> [TASK STATEMENT]:
Rewrite the material below, changing every "innermost" to "central" and leaving everything else as it is.

········

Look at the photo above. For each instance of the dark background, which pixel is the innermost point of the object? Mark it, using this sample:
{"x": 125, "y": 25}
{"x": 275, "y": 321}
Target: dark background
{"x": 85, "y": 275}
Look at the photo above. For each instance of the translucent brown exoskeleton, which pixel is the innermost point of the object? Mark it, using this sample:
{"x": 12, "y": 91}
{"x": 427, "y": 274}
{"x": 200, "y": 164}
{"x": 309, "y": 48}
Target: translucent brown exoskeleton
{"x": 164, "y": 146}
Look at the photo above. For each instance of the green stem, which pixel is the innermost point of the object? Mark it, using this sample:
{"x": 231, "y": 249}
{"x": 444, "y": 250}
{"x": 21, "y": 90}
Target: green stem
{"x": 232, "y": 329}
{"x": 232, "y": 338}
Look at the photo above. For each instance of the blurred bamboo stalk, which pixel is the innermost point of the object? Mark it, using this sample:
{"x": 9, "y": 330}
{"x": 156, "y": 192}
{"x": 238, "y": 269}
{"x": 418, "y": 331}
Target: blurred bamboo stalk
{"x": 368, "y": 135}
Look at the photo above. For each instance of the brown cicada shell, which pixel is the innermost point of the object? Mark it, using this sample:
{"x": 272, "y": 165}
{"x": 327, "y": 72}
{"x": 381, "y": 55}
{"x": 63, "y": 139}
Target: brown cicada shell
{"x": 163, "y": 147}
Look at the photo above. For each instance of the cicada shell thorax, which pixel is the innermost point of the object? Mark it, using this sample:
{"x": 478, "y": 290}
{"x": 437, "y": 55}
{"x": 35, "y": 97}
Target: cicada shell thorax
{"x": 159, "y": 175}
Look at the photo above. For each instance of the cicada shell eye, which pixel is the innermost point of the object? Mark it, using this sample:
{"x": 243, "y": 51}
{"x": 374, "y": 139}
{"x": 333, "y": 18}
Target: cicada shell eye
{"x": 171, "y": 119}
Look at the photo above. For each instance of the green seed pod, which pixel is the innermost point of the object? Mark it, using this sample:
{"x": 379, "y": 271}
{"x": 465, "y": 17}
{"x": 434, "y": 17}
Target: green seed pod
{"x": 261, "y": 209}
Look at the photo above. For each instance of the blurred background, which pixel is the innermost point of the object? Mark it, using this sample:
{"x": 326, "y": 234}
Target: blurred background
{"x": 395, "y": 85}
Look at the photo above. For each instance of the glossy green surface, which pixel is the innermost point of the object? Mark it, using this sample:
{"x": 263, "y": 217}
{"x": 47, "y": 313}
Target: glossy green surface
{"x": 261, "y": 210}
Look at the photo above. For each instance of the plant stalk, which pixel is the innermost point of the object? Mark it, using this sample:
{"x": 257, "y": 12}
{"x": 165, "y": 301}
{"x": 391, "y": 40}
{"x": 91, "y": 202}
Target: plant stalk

········

> [REPLY]:
Look at the photo above. For each instance of the dark background, which pixel is the central point of the object? Mark it, using this sample:
{"x": 125, "y": 25}
{"x": 275, "y": 321}
Target: dark background
{"x": 85, "y": 275}
Look at the photo above. For each instance of the translucent brown exoskeleton, which pixel is the central point of the object? Mark it, using this sample:
{"x": 12, "y": 91}
{"x": 427, "y": 274}
{"x": 200, "y": 164}
{"x": 309, "y": 48}
Target: translucent brown exoskeleton
{"x": 164, "y": 146}
Look at the photo above. For each instance of the green stem, which pixel is the central point of the object? Mark it, using this sample:
{"x": 231, "y": 249}
{"x": 444, "y": 250}
{"x": 21, "y": 90}
Target: green stem
{"x": 232, "y": 329}
{"x": 232, "y": 338}
Look at the photo above. For each instance of the blurred bamboo stalk, which pixel is the central point of the object? Mark it, using this sample:
{"x": 9, "y": 330}
{"x": 156, "y": 192}
{"x": 238, "y": 269}
{"x": 418, "y": 331}
Target: blurred bamboo stalk
{"x": 368, "y": 135}
Look at the photo above. For each instance of the brown cicada shell, which pixel is the central point of the object? Mark it, using this sample:
{"x": 272, "y": 165}
{"x": 327, "y": 72}
{"x": 381, "y": 55}
{"x": 63, "y": 139}
Target: brown cicada shell
{"x": 163, "y": 147}
Look at the photo above. For each instance of the cicada shell thorax, which pixel is the central point of the object? Mark it, using this sample:
{"x": 478, "y": 290}
{"x": 437, "y": 55}
{"x": 35, "y": 97}
Target: cicada shell thorax
{"x": 159, "y": 175}
Look at the photo above. For each instance of the cicada shell eye, which pixel is the central point of the object? Mark it, using this sample:
{"x": 243, "y": 51}
{"x": 374, "y": 139}
{"x": 333, "y": 18}
Target: cicada shell eye
{"x": 171, "y": 119}
Look at the photo above. For each instance of the green seed pod, which pixel is the central point of the object? Mark it, using this sample:
{"x": 379, "y": 271}
{"x": 465, "y": 17}
{"x": 434, "y": 17}
Target: green seed pod
{"x": 261, "y": 209}
Look at the photo above. For each instance of the blurred background, which pixel is the central point of the object? Mark it, using this sample:
{"x": 326, "y": 234}
Target: blurred background
{"x": 395, "y": 85}
Look at the photo above. For each instance of the glossy green surface, which pixel is the central point of the object? Mark it, using this sample:
{"x": 263, "y": 217}
{"x": 47, "y": 313}
Target: glossy green surface
{"x": 261, "y": 210}
Look at the photo above. For each instance of the plant stalk, which pixel is the central point of the object? Mark it, using this sample:
{"x": 257, "y": 12}
{"x": 165, "y": 301}
{"x": 391, "y": 40}
{"x": 91, "y": 202}
Target: plant stalk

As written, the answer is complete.